_TASK BRIEF:_
Every line from the start of the records through the line with "Expected: one point per instance of the bare tree" is to be written out exactly; pictures are not.

[RAW DATA Boundary: Start]

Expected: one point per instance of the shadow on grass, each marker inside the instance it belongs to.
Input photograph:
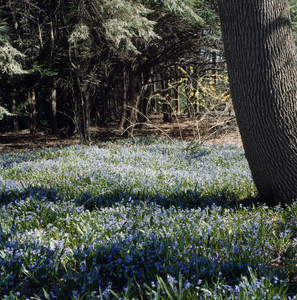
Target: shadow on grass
(189, 199)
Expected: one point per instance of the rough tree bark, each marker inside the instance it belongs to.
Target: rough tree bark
(261, 60)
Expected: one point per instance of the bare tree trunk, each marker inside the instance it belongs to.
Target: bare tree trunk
(53, 101)
(32, 111)
(261, 59)
(124, 96)
(15, 125)
(133, 101)
(167, 109)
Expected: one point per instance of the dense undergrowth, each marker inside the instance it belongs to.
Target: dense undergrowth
(140, 219)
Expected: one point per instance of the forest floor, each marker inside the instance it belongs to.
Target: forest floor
(215, 129)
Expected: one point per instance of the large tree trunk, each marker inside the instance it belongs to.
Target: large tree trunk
(53, 101)
(261, 60)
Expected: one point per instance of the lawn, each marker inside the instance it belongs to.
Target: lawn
(140, 219)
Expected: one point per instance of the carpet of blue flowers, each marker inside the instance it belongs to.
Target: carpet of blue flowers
(140, 219)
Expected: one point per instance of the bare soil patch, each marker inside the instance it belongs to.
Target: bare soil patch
(214, 129)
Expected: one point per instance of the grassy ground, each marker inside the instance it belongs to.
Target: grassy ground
(140, 219)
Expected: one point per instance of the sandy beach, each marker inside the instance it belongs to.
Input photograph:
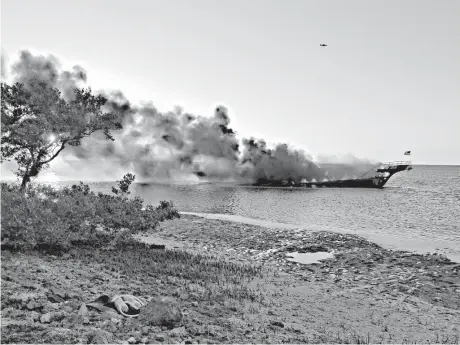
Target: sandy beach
(235, 283)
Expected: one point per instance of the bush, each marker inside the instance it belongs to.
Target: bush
(55, 220)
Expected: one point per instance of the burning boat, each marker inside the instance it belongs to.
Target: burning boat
(377, 177)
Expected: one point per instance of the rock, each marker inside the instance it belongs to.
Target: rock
(160, 337)
(100, 337)
(34, 316)
(110, 314)
(161, 312)
(67, 308)
(178, 332)
(277, 323)
(46, 318)
(83, 310)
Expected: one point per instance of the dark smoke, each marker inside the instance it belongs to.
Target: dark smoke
(158, 145)
(47, 68)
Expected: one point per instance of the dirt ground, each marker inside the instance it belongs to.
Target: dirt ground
(243, 290)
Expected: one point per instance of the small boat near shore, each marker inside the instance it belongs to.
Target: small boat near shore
(377, 177)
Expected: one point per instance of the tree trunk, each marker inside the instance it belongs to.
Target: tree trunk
(25, 181)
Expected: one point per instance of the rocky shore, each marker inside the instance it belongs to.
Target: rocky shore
(224, 282)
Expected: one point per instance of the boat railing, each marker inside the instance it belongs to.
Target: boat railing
(397, 163)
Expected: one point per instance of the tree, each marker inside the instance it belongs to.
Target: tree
(37, 124)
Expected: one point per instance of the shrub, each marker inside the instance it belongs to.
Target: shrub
(54, 220)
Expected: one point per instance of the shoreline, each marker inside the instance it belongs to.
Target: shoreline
(364, 293)
(416, 245)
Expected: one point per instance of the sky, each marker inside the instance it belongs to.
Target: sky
(387, 82)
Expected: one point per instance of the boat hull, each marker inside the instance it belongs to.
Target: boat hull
(382, 176)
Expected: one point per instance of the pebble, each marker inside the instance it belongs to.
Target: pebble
(83, 310)
(46, 318)
(160, 337)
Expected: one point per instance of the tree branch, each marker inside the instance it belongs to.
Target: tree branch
(55, 155)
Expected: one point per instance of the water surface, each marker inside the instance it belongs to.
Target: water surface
(417, 210)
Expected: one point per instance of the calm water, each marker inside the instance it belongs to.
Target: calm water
(417, 210)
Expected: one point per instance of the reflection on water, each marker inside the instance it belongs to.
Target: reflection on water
(417, 209)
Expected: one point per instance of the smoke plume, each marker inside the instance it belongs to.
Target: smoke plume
(172, 145)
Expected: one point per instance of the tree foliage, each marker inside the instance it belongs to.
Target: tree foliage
(56, 220)
(37, 124)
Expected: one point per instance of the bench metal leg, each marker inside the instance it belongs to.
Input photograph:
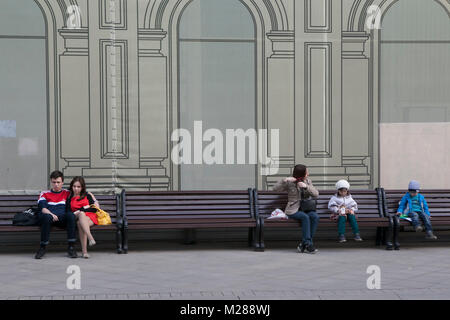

[RAW DATA Boundary: End]

_SOLUTION FOR THIS PROBLEM:_
Expected: one point per instance of the shadow on grass, each marker inside the instance it belongs to.
Input photograph:
Target: shadow on grass
(189, 199)
Expected: one point per instance of the rough tree bark, each marker inside the instance it belongs to.
Target: rough tree bark
(261, 60)
Expected: one point per instance of the bare tree trunk, each marker inside the instance it belongs to.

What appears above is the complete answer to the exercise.